REQUIRED WORK>
Find each line in the rows below that contains the word "pink", matching case exactly, and copy every such line in full.

DATA ENTRIES>

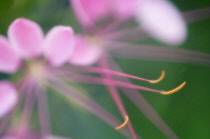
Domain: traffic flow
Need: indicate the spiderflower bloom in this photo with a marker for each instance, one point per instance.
(41, 63)
(107, 25)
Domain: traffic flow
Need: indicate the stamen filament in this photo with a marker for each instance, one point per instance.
(174, 90)
(117, 73)
(159, 79)
(123, 124)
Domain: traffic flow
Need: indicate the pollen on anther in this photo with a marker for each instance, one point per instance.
(159, 79)
(124, 123)
(174, 90)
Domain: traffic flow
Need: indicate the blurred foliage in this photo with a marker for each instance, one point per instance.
(187, 112)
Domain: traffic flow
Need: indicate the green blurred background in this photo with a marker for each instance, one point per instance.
(187, 112)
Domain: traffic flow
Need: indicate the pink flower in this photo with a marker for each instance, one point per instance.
(22, 52)
(157, 17)
(40, 61)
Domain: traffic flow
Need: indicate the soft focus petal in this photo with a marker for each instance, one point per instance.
(26, 36)
(58, 45)
(124, 8)
(88, 11)
(8, 97)
(162, 20)
(85, 53)
(9, 60)
(54, 137)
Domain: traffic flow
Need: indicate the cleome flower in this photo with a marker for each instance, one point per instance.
(109, 27)
(151, 15)
(55, 61)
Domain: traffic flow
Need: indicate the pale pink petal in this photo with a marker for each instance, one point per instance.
(88, 11)
(58, 45)
(54, 137)
(8, 97)
(9, 60)
(161, 20)
(26, 36)
(124, 8)
(85, 53)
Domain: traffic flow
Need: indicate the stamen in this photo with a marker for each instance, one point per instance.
(117, 73)
(123, 124)
(159, 79)
(174, 90)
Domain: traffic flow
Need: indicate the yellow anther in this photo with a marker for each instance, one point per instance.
(159, 79)
(174, 90)
(123, 124)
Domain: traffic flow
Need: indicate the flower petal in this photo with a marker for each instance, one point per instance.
(8, 97)
(85, 53)
(162, 20)
(88, 11)
(26, 36)
(9, 60)
(124, 8)
(59, 45)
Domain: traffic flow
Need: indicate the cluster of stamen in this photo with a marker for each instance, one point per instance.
(123, 84)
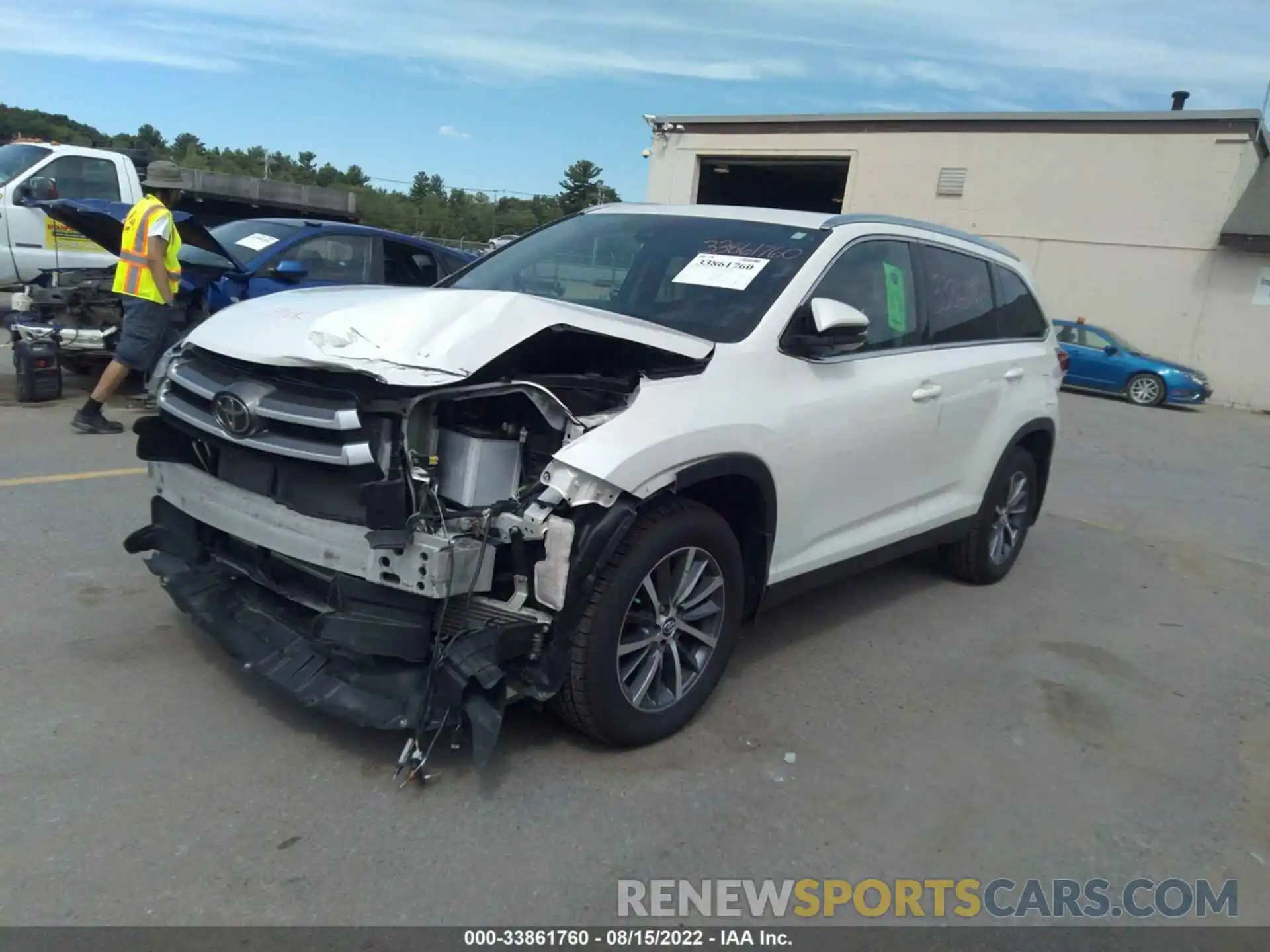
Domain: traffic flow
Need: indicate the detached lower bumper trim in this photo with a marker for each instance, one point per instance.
(73, 340)
(253, 627)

RESULT FOR THIS TASK>
Need: indicate the pink flower in this photo with a marker for each instance, one point per instance.
Need: indicate the pale pink petal in this photo with a marker for each instance, one point per instance.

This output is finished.